Brief: Please give the listing again in its entirety, exactly as written.

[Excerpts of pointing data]
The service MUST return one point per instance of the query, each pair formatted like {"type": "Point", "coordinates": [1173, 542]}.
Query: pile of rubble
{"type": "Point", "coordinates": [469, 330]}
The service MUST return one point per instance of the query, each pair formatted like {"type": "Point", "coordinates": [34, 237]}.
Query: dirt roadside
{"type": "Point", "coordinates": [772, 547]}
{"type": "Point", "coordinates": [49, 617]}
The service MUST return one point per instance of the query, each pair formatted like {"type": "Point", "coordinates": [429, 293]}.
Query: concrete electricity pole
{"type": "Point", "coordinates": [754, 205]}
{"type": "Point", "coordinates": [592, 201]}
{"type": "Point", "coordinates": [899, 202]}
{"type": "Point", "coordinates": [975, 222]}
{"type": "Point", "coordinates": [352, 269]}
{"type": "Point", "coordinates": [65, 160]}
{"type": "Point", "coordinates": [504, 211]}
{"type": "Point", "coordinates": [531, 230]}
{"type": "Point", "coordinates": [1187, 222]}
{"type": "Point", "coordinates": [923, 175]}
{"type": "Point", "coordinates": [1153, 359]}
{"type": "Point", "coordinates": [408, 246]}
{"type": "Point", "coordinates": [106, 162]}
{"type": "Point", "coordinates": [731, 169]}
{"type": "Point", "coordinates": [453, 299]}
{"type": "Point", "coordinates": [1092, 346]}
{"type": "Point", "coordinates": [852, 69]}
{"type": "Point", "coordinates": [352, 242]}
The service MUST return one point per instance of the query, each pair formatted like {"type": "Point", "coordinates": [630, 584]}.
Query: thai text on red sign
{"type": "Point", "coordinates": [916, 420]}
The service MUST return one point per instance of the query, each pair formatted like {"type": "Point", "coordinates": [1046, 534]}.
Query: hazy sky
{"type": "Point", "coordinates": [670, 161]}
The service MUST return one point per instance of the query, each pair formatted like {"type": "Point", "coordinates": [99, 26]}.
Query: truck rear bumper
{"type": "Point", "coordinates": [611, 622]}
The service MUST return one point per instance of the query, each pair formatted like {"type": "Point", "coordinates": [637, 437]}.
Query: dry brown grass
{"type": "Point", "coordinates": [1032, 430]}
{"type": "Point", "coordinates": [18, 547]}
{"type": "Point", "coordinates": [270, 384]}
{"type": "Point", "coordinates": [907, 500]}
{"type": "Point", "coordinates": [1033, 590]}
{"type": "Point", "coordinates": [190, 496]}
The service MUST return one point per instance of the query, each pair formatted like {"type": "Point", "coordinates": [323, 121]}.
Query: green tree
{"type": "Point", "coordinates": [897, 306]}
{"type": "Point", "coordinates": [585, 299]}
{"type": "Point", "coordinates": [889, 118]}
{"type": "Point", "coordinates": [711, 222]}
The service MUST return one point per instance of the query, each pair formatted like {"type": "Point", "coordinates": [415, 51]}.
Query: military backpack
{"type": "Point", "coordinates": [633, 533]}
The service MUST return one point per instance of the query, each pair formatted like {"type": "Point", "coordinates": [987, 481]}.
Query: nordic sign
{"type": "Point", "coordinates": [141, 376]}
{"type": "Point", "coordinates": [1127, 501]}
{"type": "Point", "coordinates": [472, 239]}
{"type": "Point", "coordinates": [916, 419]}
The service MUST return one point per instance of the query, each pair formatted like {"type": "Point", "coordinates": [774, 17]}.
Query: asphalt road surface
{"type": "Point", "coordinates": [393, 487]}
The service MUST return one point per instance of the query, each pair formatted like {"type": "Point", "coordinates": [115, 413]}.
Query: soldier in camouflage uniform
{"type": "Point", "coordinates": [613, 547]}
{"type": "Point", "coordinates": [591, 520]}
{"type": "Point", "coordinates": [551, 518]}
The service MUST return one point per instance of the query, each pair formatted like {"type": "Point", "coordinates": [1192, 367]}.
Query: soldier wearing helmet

Exercise answer:
The service MUST return one point per instance of the query, each pair formatted like {"type": "Point", "coordinates": [1173, 542]}.
Query: pile of rubble
{"type": "Point", "coordinates": [469, 330]}
The service MUST return one point per instance of the query, each pair formatted like {"type": "Point", "coordinates": [34, 237]}.
Query: dirt roadside
{"type": "Point", "coordinates": [772, 547]}
{"type": "Point", "coordinates": [49, 617]}
The service MUST return one point per instance of the query, each pair formatted like {"type": "Point", "coordinates": [429, 293]}.
Query: concrete electricity pole
{"type": "Point", "coordinates": [754, 205]}
{"type": "Point", "coordinates": [592, 201]}
{"type": "Point", "coordinates": [899, 202]}
{"type": "Point", "coordinates": [975, 222]}
{"type": "Point", "coordinates": [352, 269]}
{"type": "Point", "coordinates": [65, 160]}
{"type": "Point", "coordinates": [504, 211]}
{"type": "Point", "coordinates": [531, 230]}
{"type": "Point", "coordinates": [1187, 222]}
{"type": "Point", "coordinates": [923, 175]}
{"type": "Point", "coordinates": [1153, 359]}
{"type": "Point", "coordinates": [408, 246]}
{"type": "Point", "coordinates": [106, 162]}
{"type": "Point", "coordinates": [731, 169]}
{"type": "Point", "coordinates": [453, 299]}
{"type": "Point", "coordinates": [1092, 346]}
{"type": "Point", "coordinates": [852, 69]}
{"type": "Point", "coordinates": [352, 242]}
The service MUST return one point per instance of the query, each pair formatted like {"type": "Point", "coordinates": [630, 584]}.
Query: thai text on red sign
{"type": "Point", "coordinates": [916, 420]}
The service MUST return one point per instance of the query, each pair formatted like {"type": "Point", "coordinates": [1046, 534]}.
Query: hazy sky
{"type": "Point", "coordinates": [670, 161]}
The service MUST return one point per instance of the query, each pair formatted like {"type": "Point", "coordinates": [99, 26]}.
Query: truck rear bumper
{"type": "Point", "coordinates": [611, 622]}
The service MUST return one point per instance of the query, each pair formatted like {"type": "Point", "coordinates": [637, 437]}.
Query: dry brown grass
{"type": "Point", "coordinates": [1032, 430]}
{"type": "Point", "coordinates": [18, 547]}
{"type": "Point", "coordinates": [270, 384]}
{"type": "Point", "coordinates": [907, 500]}
{"type": "Point", "coordinates": [1033, 590]}
{"type": "Point", "coordinates": [190, 496]}
The service MUST return one point per instance of the query, each pair formatted like {"type": "Point", "coordinates": [323, 121]}.
Query: green tree
{"type": "Point", "coordinates": [897, 306]}
{"type": "Point", "coordinates": [585, 299]}
{"type": "Point", "coordinates": [889, 118]}
{"type": "Point", "coordinates": [711, 222]}
The service MUST return one point per instance of the query, each pair formatted like {"type": "Point", "coordinates": [415, 51]}.
Query: military backpack
{"type": "Point", "coordinates": [633, 533]}
The service MUST return one point per instance of the query, each pair formatted like {"type": "Point", "coordinates": [987, 481]}.
Query: nordic sign
{"type": "Point", "coordinates": [141, 376]}
{"type": "Point", "coordinates": [1127, 501]}
{"type": "Point", "coordinates": [472, 239]}
{"type": "Point", "coordinates": [916, 419]}
The service MUST return one point per instance of the query, each pair formatted like {"type": "Point", "coordinates": [774, 17]}.
Query: asphalt road surface
{"type": "Point", "coordinates": [393, 487]}
The service MUST return one point per instance of the query, each pair formatted like {"type": "Point", "coordinates": [115, 413]}.
Query: soldier in camouflage uniform
{"type": "Point", "coordinates": [613, 547]}
{"type": "Point", "coordinates": [591, 520]}
{"type": "Point", "coordinates": [551, 518]}
The service MUST return one point per instance of the query, each pair formatted like {"type": "Point", "coordinates": [1192, 367]}.
Query: soldier wearing helmet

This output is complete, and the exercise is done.